• [YOUR GOAL]
Restate each of the lines given below, word for word.

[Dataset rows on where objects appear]
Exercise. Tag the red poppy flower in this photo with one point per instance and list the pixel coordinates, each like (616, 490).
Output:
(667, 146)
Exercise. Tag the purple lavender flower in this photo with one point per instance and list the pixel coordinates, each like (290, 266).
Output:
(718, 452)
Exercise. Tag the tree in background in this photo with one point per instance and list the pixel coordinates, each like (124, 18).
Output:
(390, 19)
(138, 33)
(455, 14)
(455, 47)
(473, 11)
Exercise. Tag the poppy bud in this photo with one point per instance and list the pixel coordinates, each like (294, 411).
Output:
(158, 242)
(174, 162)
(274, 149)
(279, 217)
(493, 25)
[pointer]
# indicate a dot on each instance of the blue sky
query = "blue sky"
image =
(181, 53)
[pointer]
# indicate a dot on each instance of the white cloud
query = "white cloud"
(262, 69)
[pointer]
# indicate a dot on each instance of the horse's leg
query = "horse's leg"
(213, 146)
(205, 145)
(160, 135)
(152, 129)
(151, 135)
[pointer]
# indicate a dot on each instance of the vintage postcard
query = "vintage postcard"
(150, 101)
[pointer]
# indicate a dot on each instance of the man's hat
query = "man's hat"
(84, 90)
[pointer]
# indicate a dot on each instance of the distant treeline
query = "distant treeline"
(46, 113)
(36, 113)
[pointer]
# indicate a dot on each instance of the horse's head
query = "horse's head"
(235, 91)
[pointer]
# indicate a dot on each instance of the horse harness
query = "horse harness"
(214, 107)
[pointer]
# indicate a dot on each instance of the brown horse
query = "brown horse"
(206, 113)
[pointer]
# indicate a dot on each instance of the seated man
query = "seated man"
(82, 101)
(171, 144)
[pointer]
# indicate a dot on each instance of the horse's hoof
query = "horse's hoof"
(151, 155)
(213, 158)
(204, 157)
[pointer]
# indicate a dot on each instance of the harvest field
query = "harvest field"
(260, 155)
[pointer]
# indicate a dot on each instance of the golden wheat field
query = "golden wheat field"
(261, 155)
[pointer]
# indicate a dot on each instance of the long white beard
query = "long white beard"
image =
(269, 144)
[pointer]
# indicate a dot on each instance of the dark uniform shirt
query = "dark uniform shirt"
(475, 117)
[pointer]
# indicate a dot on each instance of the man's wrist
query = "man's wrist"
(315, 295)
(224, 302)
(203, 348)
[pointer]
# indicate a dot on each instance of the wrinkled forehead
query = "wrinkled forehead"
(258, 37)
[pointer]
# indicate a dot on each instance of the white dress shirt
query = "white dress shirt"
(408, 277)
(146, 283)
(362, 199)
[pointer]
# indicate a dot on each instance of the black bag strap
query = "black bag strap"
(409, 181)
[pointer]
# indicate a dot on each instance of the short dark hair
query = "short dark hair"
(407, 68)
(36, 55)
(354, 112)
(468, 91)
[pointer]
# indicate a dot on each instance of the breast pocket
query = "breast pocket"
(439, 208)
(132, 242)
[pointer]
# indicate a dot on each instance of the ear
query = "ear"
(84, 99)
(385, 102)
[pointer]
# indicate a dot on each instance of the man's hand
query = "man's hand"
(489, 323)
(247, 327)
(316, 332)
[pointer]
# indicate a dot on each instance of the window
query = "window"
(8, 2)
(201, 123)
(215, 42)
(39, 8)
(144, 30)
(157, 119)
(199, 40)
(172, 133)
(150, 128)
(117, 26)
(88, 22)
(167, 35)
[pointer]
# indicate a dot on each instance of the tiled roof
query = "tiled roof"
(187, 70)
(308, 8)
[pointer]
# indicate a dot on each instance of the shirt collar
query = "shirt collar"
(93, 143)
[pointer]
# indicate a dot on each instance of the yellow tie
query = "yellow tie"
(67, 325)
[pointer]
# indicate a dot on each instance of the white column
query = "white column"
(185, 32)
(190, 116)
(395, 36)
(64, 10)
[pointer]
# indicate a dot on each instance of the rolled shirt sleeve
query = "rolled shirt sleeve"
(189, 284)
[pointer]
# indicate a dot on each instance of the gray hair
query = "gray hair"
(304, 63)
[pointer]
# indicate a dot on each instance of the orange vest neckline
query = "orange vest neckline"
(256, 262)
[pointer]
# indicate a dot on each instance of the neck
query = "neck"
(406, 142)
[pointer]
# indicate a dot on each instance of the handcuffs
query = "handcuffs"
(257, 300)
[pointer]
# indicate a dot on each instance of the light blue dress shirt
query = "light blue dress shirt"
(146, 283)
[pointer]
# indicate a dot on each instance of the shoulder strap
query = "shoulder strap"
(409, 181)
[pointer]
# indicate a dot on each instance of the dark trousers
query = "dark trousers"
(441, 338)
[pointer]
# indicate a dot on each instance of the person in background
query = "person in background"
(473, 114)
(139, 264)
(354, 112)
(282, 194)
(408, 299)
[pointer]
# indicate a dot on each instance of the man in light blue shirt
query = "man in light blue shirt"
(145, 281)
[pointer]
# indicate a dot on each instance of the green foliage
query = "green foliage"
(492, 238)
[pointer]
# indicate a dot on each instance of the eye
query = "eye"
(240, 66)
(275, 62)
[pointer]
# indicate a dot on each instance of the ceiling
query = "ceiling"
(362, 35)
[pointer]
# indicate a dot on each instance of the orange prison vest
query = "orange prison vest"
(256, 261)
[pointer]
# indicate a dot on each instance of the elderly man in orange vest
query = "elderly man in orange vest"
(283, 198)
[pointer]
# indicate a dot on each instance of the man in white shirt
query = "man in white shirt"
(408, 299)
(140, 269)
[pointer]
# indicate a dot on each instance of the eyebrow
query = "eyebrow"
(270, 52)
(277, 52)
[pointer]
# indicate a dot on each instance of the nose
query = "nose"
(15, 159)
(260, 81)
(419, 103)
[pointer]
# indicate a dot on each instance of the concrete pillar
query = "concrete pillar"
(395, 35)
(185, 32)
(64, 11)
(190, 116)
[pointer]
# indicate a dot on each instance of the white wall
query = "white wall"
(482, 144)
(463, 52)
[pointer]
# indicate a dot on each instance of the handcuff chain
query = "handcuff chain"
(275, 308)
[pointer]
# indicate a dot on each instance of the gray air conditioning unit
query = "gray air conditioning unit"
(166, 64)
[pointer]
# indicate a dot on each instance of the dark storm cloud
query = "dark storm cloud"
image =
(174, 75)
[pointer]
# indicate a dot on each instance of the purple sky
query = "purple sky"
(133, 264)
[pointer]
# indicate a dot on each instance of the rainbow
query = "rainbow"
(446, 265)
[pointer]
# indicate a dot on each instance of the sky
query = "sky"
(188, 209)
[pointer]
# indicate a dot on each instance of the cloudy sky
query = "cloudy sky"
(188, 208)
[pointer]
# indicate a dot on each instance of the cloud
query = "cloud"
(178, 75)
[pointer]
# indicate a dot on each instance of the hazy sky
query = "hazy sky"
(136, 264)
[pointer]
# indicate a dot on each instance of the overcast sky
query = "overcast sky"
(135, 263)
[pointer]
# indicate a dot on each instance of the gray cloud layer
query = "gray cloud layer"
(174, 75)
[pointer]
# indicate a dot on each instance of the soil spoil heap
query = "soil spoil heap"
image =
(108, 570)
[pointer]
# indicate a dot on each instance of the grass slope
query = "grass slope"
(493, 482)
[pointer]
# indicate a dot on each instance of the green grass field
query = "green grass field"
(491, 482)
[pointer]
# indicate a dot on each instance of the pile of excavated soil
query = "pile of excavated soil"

• [WRITTEN RESPONSE]
Exercise. Tag the red poppy flower in this photo with one point per instance and list the pixel coordinates, each like (616, 490).
Output:
(667, 146)
Exercise. Tag the purple lavender flower in this photo with one point per instance and list the pixel coordinates, each like (290, 266).
Output:
(718, 452)
Exercise. Tag the tree in background in this photo with one point per instance and list the pixel coordinates, each like (124, 18).
Output:
(390, 19)
(138, 33)
(455, 14)
(455, 47)
(473, 11)
Exercise. Tag the poppy bud in this photo with one point per instance and list the pixel coordinates, each like (294, 411).
Output:
(158, 242)
(174, 162)
(274, 149)
(279, 217)
(493, 25)
[pointer]
# indicate a dot on each instance of the blue sky
query = "blue sky"
image =
(181, 53)
[pointer]
# indicate a dot on each instance of the white cloud
query = "white cloud"
(262, 69)
[pointer]
# indicate a dot on each instance of the horse's leg
query = "horse's leg"
(213, 146)
(205, 145)
(160, 135)
(152, 129)
(151, 135)
[pointer]
# indicate a dot on each instance of the vintage postcard
query = "vintage postcard"
(150, 101)
[pointer]
# indicate a dot on each instance of the man's hat
query = "man's hat"
(84, 90)
[pointer]
# indicate a dot on each instance of the distant treeline
query = "distant treeline"
(46, 113)
(36, 113)
[pointer]
# indicate a dot on each instance of the horse's head
query = "horse's head"
(235, 91)
[pointer]
# indicate a dot on each instance of the horse harness
query = "horse harness"
(214, 107)
[pointer]
# indicate a dot on each instance of the brown horse
query = "brown horse"
(206, 113)
[pointer]
# indicate a dot on each instance of the seated man
query = "seated man"
(82, 101)
(171, 144)
[pointer]
# indicate a dot on each instance of the horse's hoof
query = "horse's hoof"
(151, 155)
(213, 158)
(204, 157)
[pointer]
# indicate a dot on each instance of the harvest field
query = "harvest field"
(260, 155)
[pointer]
# indicate a dot on each instance of the golden wheat field
query = "golden wheat field"
(261, 155)
[pointer]
# indicate a dot on each instance of the long white beard
query = "long white beard"
image =
(269, 144)
[pointer]
# indicate a dot on each instance of the dark uniform shirt
query = "dark uniform shirt"
(475, 117)
[pointer]
# indicate a dot on each instance of the man's wrist
query = "man's wrist"
(315, 295)
(224, 302)
(203, 348)
[pointer]
# indicate a dot on each instance of the wrinkled forehead
query = "wrinkled forehead"
(258, 37)
[pointer]
# indicate a dot on each instance of the white dress shirt
query = "white dress shirt"
(408, 277)
(146, 283)
(362, 199)
[pointer]
# indicate a dot on each instance of the black bag strap
query = "black bag strap"
(409, 181)
[pointer]
# indicate a dot on each instance of the short dark hair
query = "short dark hair"
(407, 68)
(36, 55)
(354, 112)
(468, 91)
[pointer]
# indicate a dot on each instance of the breast pocket
query = "breast pocket"
(439, 208)
(132, 242)
[pointer]
# indicate a dot on each instance of the ear
query = "ear"
(84, 99)
(385, 102)
[pointer]
# indicate a dot on each instance of the man's hand
query = "man's hand"
(489, 323)
(247, 327)
(316, 332)
[pointer]
# indicate a dot on each instance of the window
query = "window"
(8, 2)
(201, 123)
(215, 42)
(39, 8)
(144, 30)
(157, 119)
(199, 40)
(172, 133)
(150, 128)
(117, 26)
(88, 22)
(167, 35)
[pointer]
# indicate a dot on each instance of the tiled roof
query = "tiled roof"
(187, 70)
(308, 8)
[pointer]
# indicate a dot on each instance of the shirt collar
query = "shirt collar"
(93, 143)
[pointer]
# indicate a dot on each instance of the yellow tie
query = "yellow tie"
(67, 325)
[pointer]
# indicate a dot on each instance of the white column
query = "white column"
(185, 32)
(190, 116)
(395, 36)
(64, 10)
[pointer]
# indicate a dot on each instance of the rolled shirt sleeve
query = "rolled shirt sleeve"
(189, 284)
[pointer]
# indicate a dot on each instance of the gray hair
query = "gray hair"
(304, 63)
[pointer]
# indicate a dot on each instance of the orange vest neckline
query = "orange vest neckline"
(256, 262)
[pointer]
# indicate a dot on each instance of the neck
query = "neck"
(406, 142)
[pointer]
# indicate a dot on each instance of the handcuffs
query = "handcuffs"
(257, 300)
[pointer]
# indicate a dot on each instance of the light blue dress shirt
query = "light blue dress shirt"
(146, 283)
[pointer]
# indicate a dot on each instance of the shoulder strap
query = "shoulder strap"
(409, 181)
[pointer]
# indicate a dot on each instance of the dark trousers
query = "dark trousers"
(441, 338)
[pointer]
# indicate a dot on each instance of the person in background
query = "person in background"
(473, 114)
(139, 264)
(354, 112)
(282, 194)
(408, 299)
[pointer]
# indicate a dot on each instance of the man in light blue shirt
query = "man in light blue shirt"
(145, 281)
[pointer]
# indicate a dot on each instance of the green foliage
query = "green foliage"
(492, 238)
[pointer]
# indicate a dot on each instance of the eye
query = "eye"
(240, 66)
(275, 62)
[pointer]
# indicate a dot on each instance of the ceiling
query = "ceiling"
(362, 35)
[pointer]
# indicate a dot on each instance of the orange prison vest
query = "orange prison vest"
(256, 261)
[pointer]
# indicate a dot on each instance of the elderly man in orange vest
query = "elderly man in orange vest"
(283, 198)
[pointer]
# indicate a dot on each instance of the man in white shirt
query = "man in white shirt"
(408, 299)
(140, 269)
[pointer]
# indicate a dot on each instance of the eyebrow
query = "eyebrow"
(270, 52)
(277, 52)
[pointer]
# indicate a dot on each instance of the nose
query = "nose"
(15, 159)
(260, 81)
(419, 103)
[pointer]
# indicate a dot on each instance of the concrete pillar
query = "concrete pillar"
(395, 35)
(185, 32)
(64, 11)
(190, 116)
[pointer]
# indicate a dot on each instance of the white wall
query = "white wall"
(482, 144)
(463, 52)
[pointer]
# indicate a dot on each instance of the handcuff chain
query = "handcuff chain"
(275, 308)
[pointer]
# indicate a dot on each instance of the gray air conditioning unit
query = "gray air conditioning unit"
(166, 64)
[pointer]
# indicate a dot on each instance of the dark storm cloud
query = "dark storm cloud"
image =
(174, 75)
[pointer]
# indicate a dot on each instance of the purple sky
query = "purple sky"
(133, 264)
[pointer]
# indicate a dot on each instance of the rainbow
query = "rainbow"
(446, 265)
[pointer]
# indicate a dot on each instance of the sky
query = "sky"
(188, 209)
[pointer]
# indicate a dot on each instance of the cloudy sky
query = "cloudy sky"
(188, 208)
[pointer]
# indicate a dot on each instance of the cloud
query = "cloud"
(178, 75)
[pointer]
# indicate a dot on each instance of the hazy sky
query = "hazy sky"
(136, 264)
[pointer]
# indicate a dot on each instance of the overcast sky
query = "overcast sky"
(135, 263)
[pointer]
# indicate a dot on each instance of the gray cloud layer
query = "gray cloud layer"
(174, 75)
[pointer]
# indicate a dot on each instance of the soil spoil heap
query = "soil spoil heap"
image =
(108, 570)
[pointer]
# indicate a dot on each instance of the grass slope
query = "grass slope"
(493, 482)
[pointer]
# indicate a dot on each instance of the green grass field
query = "green grass field"
(491, 482)
[pointer]
# indicate a dot on each instance of the pile of excavated soil
query = "pile of excavated soil"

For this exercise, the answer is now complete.